── Entries shown

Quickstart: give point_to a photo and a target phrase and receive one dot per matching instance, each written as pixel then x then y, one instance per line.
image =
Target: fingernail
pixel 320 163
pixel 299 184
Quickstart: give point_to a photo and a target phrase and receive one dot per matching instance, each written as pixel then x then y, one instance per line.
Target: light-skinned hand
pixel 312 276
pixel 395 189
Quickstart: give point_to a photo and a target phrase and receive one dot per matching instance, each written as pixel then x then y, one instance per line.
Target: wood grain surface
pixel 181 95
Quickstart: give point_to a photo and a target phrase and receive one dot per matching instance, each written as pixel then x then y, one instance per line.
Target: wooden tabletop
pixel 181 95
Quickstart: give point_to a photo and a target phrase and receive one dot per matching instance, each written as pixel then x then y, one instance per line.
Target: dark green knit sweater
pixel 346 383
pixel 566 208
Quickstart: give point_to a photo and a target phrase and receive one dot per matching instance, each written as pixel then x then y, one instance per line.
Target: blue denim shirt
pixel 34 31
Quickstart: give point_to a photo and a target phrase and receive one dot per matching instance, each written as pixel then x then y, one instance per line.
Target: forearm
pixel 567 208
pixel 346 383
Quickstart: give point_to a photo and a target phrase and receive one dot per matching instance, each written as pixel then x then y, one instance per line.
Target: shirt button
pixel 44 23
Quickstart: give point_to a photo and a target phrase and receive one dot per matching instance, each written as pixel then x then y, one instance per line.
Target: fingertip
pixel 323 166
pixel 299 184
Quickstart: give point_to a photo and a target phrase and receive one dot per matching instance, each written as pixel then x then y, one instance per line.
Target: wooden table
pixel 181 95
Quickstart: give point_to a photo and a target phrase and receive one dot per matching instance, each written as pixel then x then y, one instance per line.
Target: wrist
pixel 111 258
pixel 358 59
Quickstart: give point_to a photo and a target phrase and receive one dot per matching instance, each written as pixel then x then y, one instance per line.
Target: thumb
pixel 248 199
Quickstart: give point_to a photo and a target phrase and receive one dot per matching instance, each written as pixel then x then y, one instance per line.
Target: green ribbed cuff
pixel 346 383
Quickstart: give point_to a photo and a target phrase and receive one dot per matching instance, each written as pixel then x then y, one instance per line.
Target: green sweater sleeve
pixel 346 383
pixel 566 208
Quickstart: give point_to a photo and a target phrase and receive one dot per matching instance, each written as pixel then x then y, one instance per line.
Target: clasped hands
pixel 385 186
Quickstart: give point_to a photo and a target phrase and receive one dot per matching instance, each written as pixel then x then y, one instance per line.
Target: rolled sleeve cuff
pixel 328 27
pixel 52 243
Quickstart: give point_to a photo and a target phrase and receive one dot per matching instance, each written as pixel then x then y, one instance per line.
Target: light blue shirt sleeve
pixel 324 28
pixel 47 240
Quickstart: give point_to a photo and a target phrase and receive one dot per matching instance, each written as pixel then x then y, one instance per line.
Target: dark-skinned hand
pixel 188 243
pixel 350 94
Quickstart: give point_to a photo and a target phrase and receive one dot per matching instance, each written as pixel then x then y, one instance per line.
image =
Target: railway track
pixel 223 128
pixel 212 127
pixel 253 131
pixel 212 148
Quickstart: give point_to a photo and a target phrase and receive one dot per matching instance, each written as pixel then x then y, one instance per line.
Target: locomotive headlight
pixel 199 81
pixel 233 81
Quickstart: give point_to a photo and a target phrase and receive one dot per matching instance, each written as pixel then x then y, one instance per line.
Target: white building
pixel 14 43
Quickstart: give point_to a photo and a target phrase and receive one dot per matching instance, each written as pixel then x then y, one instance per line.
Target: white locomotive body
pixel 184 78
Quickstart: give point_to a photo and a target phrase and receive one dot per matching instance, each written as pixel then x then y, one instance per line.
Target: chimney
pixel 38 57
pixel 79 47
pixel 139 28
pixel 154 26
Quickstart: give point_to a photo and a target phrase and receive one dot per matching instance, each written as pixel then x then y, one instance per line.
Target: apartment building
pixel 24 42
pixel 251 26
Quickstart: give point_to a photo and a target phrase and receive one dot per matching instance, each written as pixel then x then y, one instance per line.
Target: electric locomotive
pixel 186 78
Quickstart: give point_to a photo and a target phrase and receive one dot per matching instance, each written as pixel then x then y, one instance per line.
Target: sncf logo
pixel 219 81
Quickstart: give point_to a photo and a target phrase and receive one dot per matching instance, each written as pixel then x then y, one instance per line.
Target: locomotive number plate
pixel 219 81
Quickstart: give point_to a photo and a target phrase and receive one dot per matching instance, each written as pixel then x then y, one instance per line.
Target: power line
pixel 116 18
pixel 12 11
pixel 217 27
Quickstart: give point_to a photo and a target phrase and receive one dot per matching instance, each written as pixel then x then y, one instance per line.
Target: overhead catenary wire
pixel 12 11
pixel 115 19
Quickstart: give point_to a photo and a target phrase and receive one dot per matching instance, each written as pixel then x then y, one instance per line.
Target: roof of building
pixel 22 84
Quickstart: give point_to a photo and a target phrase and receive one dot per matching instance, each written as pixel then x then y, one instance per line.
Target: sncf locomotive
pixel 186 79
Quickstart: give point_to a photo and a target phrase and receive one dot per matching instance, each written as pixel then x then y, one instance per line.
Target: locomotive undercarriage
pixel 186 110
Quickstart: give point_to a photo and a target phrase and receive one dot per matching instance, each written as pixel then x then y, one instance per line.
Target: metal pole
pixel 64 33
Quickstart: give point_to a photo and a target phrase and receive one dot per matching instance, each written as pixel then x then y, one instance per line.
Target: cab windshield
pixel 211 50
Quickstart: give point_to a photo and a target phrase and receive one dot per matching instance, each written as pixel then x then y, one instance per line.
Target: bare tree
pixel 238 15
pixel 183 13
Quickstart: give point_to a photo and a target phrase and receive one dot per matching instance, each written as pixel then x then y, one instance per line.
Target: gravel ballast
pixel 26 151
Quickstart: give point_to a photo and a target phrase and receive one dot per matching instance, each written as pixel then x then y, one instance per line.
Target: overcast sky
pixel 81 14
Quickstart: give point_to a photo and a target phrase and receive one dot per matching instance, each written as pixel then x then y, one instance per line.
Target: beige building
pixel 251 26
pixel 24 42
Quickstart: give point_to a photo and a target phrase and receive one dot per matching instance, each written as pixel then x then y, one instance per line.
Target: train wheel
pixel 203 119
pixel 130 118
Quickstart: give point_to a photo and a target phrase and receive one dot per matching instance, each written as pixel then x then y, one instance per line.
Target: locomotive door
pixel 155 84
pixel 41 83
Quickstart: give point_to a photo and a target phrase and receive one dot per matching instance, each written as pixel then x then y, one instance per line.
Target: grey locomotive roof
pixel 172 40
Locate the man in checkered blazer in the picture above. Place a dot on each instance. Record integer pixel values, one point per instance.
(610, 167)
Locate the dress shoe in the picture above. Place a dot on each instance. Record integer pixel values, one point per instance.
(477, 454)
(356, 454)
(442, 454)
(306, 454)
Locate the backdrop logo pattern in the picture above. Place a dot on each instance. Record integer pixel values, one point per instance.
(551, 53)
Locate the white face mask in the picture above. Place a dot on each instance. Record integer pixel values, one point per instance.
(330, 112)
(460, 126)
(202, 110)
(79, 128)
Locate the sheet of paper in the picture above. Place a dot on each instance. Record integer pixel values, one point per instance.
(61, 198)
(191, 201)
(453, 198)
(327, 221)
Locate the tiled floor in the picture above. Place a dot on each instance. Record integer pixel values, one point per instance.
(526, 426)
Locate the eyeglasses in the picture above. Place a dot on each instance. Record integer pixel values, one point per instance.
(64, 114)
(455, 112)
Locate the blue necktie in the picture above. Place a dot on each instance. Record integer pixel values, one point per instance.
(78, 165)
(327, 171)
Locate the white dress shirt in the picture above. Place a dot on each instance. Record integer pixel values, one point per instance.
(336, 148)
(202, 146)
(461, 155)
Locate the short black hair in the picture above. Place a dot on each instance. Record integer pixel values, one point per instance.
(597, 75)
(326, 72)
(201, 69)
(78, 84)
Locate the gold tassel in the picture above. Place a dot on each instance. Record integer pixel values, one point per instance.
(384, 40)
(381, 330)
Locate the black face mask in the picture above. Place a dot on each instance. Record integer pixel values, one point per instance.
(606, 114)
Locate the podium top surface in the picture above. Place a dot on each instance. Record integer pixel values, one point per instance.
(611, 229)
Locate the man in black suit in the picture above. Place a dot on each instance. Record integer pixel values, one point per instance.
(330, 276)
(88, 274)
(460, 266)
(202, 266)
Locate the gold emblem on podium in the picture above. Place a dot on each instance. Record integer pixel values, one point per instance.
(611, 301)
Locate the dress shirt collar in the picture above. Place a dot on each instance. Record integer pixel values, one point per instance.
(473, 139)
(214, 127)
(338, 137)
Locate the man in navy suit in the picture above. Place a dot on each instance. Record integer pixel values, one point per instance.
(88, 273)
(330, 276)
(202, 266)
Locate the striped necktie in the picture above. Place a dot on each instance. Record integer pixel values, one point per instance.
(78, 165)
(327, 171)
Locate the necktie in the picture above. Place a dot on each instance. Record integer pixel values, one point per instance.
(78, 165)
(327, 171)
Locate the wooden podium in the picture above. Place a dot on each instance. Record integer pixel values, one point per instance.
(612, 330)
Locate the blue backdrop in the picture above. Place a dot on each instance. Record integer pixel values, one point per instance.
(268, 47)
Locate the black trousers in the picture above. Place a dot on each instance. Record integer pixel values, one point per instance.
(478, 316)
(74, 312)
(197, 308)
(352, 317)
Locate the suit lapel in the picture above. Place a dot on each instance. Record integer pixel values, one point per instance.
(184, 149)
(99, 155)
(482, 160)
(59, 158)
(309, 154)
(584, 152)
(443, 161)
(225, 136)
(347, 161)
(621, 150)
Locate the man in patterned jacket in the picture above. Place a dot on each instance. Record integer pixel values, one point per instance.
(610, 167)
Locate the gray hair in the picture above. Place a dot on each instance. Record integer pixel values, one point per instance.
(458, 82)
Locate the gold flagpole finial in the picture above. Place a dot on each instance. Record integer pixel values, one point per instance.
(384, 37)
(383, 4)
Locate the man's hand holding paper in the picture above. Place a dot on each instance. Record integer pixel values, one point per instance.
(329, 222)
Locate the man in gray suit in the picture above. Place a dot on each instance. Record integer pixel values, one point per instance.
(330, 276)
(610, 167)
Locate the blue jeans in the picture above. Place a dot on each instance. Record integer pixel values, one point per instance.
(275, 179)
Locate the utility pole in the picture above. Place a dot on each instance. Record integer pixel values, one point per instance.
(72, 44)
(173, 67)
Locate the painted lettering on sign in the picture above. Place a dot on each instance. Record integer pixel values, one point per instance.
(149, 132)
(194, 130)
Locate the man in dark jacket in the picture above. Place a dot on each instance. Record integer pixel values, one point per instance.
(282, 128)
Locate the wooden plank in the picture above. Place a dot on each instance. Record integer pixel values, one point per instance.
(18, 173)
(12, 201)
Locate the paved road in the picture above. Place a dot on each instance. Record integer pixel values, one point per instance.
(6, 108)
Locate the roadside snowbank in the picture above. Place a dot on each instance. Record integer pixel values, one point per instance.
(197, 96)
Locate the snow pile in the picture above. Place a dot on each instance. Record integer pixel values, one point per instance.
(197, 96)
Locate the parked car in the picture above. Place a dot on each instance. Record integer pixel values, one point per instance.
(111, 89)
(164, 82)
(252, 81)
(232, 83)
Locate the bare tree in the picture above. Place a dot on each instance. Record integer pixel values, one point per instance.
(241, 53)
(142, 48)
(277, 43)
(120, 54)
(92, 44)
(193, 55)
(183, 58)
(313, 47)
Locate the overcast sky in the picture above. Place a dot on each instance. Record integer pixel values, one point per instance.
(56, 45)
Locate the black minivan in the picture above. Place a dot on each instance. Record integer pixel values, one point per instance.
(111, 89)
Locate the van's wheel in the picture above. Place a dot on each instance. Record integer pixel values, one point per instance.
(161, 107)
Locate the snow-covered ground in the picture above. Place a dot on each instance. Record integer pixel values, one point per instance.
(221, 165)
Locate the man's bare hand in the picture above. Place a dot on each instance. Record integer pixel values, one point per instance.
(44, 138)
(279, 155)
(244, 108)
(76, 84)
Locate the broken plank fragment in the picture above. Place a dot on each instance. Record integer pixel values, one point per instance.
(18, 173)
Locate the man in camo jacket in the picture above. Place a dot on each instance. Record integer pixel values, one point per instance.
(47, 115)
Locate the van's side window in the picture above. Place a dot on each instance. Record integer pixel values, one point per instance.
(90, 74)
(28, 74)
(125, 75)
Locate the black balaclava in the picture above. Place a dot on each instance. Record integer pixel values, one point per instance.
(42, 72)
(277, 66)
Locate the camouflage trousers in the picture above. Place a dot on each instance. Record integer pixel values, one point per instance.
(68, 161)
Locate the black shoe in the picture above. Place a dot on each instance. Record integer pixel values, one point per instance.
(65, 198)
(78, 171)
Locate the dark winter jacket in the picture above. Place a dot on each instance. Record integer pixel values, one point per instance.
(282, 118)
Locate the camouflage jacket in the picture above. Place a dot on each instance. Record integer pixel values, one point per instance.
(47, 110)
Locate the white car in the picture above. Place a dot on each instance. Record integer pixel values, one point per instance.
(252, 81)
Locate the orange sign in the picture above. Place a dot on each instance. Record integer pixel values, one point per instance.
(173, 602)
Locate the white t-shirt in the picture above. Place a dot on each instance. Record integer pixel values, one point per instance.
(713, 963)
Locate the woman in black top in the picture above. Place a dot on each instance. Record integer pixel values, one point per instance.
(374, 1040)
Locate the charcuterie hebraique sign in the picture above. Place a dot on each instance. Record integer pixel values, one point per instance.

────

§ What to work on
Reproduce exactly, with nothing added, the lines from the one that contains "Locate the snow-covered" to the end of the data.

§ Reply
Locate the snow-covered ground in the picture above. Place a dot on each instance. Record integer pixel values, one point per instance.
(221, 165)
Locate the man's bare hand in the picture above. Place a dot on each instance. Record integer pixel values, one point per instance.
(44, 138)
(279, 155)
(244, 108)
(76, 84)
Locate the broken plank fragment in the picture above. Place a dot on each instance. Record integer pixel values, one point per instance.
(18, 173)
Locate the man in camo jacket in the picture above. Place a dot on each instance. Record integer pixel values, one point per instance.
(47, 115)
Locate the van's side window in the picture above. Place a dot on each instance. Record integer pixel values, one point per instance.
(90, 74)
(28, 74)
(125, 75)
Locate the black balaclava in the picture above. Place a dot on each instance. Record integer pixel values, one point per instance.
(42, 72)
(277, 66)
Locate the camouflage trousers in the picture above. Place a dot on each instance. Record integer pixel values, one point per instance.
(68, 161)
Locate the black shoe in the picture above. Place a dot on each instance. Record integer pixel values, one point per instance.
(65, 198)
(78, 171)
Locate the dark winter jacket in the picture above. Place a dot on each instance. Record integer pixel values, one point per instance.
(282, 118)
Locate the camouflage jacket in the picture above. Place a dot on each instance. Record integer pixel values, one point per instance.
(47, 110)
Locate the white car in the picture above. Place a dot on each instance. Record integer pixel values, one point per instance.
(252, 81)
Locate the orange sign in the picture above. Place a dot on each instance. Record integer pixel values, one point per instance.
(173, 602)
Locate the white t-shirt in the picture above. Place a dot on each instance. Record integer pixel values, one point per instance.
(713, 963)
Locate the woman in black top in the picture above. Place a dot on each instance. Record integer pixel values, one point per instance.
(374, 1040)
Locate the charcuterie hebraique sign in the picture above. Place a dot on each instance. Record integer pixel values, one point per instance.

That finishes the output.